**WORK INSTRUCTIONS:** Output the part of the entries below that begins with the line containing "For each instance of the teal" and continues to the end of the entries. Copy each line unchanged, including both the first and the last.

**INFORMATION SHOWN:**
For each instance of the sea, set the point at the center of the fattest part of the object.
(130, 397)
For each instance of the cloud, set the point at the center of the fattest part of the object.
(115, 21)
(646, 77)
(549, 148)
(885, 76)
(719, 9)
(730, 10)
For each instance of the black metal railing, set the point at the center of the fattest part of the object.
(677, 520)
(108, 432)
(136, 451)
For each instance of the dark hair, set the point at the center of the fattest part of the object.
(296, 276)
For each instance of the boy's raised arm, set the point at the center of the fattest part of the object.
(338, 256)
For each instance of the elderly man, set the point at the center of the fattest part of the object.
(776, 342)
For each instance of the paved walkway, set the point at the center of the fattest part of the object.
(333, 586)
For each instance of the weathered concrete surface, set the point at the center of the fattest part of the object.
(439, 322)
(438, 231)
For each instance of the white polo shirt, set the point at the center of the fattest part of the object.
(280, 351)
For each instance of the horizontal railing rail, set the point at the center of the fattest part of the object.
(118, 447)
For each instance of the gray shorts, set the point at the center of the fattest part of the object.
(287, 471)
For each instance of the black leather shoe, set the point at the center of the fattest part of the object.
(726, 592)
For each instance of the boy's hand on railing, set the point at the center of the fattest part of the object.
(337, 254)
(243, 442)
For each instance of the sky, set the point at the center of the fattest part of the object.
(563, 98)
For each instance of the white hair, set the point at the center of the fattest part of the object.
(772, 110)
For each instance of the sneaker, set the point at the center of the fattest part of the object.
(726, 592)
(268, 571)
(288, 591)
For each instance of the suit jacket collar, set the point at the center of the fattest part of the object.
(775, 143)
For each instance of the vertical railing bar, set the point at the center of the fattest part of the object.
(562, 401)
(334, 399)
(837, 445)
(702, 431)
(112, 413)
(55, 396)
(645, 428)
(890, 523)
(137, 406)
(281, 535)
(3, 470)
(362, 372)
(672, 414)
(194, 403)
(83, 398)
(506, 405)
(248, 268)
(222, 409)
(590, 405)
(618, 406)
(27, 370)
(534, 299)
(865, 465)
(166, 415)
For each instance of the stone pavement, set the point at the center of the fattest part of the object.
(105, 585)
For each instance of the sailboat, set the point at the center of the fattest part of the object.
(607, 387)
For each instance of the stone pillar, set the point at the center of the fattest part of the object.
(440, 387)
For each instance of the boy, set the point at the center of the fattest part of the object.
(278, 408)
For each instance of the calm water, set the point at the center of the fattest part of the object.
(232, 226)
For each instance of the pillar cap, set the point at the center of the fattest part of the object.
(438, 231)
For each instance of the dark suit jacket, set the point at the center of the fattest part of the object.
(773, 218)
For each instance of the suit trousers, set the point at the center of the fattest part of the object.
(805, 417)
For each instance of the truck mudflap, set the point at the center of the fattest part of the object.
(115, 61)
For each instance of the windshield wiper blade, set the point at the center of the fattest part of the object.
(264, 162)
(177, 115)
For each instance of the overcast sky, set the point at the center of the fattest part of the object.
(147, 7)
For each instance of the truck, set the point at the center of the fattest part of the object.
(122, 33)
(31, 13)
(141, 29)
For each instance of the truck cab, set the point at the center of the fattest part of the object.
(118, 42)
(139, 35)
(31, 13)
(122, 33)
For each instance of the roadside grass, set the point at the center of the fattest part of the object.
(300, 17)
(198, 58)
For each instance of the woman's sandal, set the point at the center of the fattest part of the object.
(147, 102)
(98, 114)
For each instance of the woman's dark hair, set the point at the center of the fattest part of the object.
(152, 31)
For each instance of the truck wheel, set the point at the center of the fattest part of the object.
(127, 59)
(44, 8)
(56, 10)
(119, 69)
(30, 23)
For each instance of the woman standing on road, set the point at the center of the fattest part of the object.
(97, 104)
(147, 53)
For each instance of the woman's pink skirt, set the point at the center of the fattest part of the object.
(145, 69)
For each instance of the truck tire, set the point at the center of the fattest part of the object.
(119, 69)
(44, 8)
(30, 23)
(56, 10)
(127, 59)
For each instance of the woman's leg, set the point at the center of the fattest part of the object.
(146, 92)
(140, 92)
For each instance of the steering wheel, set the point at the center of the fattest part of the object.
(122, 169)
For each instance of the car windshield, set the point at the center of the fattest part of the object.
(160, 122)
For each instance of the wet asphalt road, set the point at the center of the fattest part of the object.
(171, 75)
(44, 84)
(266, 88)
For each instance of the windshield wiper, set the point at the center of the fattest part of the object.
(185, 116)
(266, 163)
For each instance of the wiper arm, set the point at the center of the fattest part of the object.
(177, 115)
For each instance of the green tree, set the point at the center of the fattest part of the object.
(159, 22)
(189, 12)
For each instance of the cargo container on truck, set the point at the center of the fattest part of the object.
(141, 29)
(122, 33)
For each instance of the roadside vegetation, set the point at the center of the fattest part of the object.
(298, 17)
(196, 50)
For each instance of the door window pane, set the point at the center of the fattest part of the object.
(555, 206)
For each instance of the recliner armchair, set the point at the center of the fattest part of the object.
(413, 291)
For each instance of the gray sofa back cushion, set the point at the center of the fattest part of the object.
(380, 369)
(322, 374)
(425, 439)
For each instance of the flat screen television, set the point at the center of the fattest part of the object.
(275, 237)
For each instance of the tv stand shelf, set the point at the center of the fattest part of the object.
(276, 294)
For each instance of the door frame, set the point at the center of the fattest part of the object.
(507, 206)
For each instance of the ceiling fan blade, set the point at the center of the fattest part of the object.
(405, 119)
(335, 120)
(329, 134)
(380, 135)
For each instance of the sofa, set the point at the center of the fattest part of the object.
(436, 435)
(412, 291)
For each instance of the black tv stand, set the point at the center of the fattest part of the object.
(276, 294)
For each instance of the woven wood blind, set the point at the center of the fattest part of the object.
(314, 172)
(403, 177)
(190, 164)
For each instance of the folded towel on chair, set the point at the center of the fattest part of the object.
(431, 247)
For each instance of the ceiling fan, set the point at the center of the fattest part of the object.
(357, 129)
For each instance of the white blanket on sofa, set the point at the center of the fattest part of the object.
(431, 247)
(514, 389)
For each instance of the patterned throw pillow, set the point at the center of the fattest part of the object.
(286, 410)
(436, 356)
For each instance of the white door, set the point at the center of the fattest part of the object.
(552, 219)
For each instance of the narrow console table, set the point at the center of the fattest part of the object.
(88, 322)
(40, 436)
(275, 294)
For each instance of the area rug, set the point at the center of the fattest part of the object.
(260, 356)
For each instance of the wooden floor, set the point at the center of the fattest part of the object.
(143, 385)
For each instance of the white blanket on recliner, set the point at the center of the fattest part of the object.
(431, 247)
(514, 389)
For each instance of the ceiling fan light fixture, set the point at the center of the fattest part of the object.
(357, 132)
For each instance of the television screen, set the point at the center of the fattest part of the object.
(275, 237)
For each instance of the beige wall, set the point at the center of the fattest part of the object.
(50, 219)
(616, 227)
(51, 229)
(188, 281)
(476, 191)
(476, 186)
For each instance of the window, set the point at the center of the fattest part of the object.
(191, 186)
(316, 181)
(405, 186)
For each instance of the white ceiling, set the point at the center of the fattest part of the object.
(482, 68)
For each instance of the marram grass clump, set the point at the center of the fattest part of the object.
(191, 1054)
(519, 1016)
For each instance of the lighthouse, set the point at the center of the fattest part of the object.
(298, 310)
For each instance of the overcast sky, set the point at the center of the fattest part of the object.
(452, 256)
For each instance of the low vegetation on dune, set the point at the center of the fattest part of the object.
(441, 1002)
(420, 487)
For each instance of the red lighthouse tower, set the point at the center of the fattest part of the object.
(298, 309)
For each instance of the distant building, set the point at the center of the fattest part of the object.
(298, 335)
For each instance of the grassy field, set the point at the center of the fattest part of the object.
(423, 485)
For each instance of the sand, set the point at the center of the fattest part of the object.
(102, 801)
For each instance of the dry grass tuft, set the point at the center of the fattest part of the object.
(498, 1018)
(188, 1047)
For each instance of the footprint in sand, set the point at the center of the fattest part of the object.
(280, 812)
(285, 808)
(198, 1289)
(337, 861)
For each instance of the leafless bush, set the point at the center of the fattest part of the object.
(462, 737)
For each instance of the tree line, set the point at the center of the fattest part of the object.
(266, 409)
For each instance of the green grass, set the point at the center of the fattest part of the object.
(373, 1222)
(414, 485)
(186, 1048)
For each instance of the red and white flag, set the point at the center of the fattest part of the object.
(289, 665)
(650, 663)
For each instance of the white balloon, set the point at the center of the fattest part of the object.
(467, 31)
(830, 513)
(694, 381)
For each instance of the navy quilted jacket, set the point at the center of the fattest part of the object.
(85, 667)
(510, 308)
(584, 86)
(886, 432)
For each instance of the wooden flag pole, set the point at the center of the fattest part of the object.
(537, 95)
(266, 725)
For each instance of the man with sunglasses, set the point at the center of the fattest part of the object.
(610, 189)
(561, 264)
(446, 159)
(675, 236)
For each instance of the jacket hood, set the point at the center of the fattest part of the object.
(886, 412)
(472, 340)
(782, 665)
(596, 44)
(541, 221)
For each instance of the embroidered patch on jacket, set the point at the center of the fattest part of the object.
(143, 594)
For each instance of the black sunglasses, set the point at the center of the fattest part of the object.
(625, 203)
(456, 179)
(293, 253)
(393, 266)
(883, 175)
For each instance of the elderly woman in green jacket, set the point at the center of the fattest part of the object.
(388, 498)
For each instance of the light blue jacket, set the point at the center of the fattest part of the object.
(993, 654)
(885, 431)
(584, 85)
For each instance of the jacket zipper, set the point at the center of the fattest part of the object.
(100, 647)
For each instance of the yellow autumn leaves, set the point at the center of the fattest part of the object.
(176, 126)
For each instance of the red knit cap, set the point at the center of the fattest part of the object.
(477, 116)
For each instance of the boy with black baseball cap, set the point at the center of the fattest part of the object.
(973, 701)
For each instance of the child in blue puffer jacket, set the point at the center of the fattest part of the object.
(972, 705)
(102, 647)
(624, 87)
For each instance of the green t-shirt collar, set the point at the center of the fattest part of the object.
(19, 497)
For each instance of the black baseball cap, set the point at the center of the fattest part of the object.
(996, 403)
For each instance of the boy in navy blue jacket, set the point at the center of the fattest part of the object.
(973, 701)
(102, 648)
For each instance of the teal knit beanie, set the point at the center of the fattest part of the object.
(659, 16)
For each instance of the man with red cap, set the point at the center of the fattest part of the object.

**ANSWER TO THIS EXERCISE:**
For each instance of the teal knit beanie, set the point at the center of the fattest part of the object.
(659, 16)
For each instance of the man with red cap, set the point at the center of the fattest part of the object.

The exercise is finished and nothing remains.